▸ **Things to do**
1. Answer these questions about the forum post on zero one inflated beta regression:
(a) Which distribution serves as the prior for theta1 through theta6?
(b) Between which two values is the prior for precision defined?
(c) How many draws, tuning steps and chains does the call to pm.sample specify?
2. Continue the forum post on zero one inflated beta regression.

Zero One Inflated Beta Regression

Hello everyone!

I am trying to implement a Zero One Inflated Beta Regression model in PyMC3. Here’s what I have done so far,

 with pm.Model():
      # Priors for unknown model parameters
      theta1 = pm.Normal("theta1", mu=theta1_mu, sigma=theta1_sd)
      theta2 = pm.Normal("theta2", mu=theta2_mu, sigma=theta2_sd)
      theta3 = pm.Normal("theta3", mu=theta3_mu, sigma=theta3_sd)
      theta4 = pm.Normal("theta4", mu=theta4_mu, sigma=theta4_sd)
      theta5 = pm.Normal("theta5", mu=theta5_mu, sigma=theta5_sd)
      theta6 = pm.Normal("theta6", mu=theta6_mu, sigma=theta6_sd)
      precision = pm.Uniform("precision", 0, 100) # based on the original code

      # Expected value of outcome
      PI_0 = pm.math.invlogit(theta3_mu + theta4_mu * v)
      PI_1 = pm.math.invlogit(theta5_mu + theta6_mu * v)
      mu = pm.math.invprobit((1/theta2_mu) * pm.math.log(v/theta1_mu))

      # Likelihood (sampling distribution) of observations
      y_zero = pm.Bernoulli("y_zero", p=PI_0,  observed=y_zero_obs)
      y_one = pm.Bernoulli("y_one", p=PI_1, observed=y_one_obs)
      y_beta = pm.Beta("y_beta", alpha=mu * precision, beta=(1 - mu) * precision, observed=y_beta_obs)

      trace = pm.sample(1500, tune=1000, chains=3, cores=1) # tuned samples are being discarded

Since the probabilities PI_0, PI_1 are distributions, the model described here cannot be used as per my understanding.

The problem is that I have to mix these distributions (y_zero, y_one, y_beta) to have the following. Note that this is the likelihood.

▸ **Records**
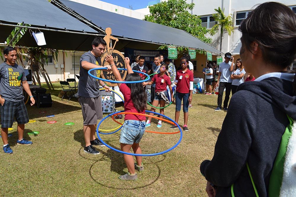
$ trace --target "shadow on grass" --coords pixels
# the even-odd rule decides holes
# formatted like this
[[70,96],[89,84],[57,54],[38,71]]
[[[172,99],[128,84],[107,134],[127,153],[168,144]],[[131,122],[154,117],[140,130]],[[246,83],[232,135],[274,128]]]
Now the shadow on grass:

▸ **Task-by-task results**
1.
(a) A Normal distribution.
(b) Between 0 and 100.
(c) 1500 draws, 1000 tuning steps and 3 chains.

2.
However, with the code I have this is not happening. Secondly, I believe that the posteriors are not updating as per the likelihood, instead they are just recreating the priors. Could someone help me on this?

Thanks in advance!

@ricardoV94 how would you mix deterministics like PI_0 and PI_1?

What’s the purpose of all the theta parameters? You don’t use them anywhere in the model; you use theta_mu everywhere instead.

As per the paper I am currently looking at, I need to use thetas to get the PI_0, PI_1 values. The equations look like this,


Ideally, I think I should be using the complete distributions but I could not work with that so I decided to use the mu values.

But if the mus are fixed values, then there’s no flow of information between pi and theta. If you take your model and use pm.model_to_graphviz to look at the DAG:

You can see that none of the parameters are being used to inform any of the observed nodes.

If you rewrite the model differently, for example:

 with pm.Model() as zero_one_beta:
    # Priors for unknown model parameters
    thetas = pm.Normal("theta", mu=0, sigma=10, size=6)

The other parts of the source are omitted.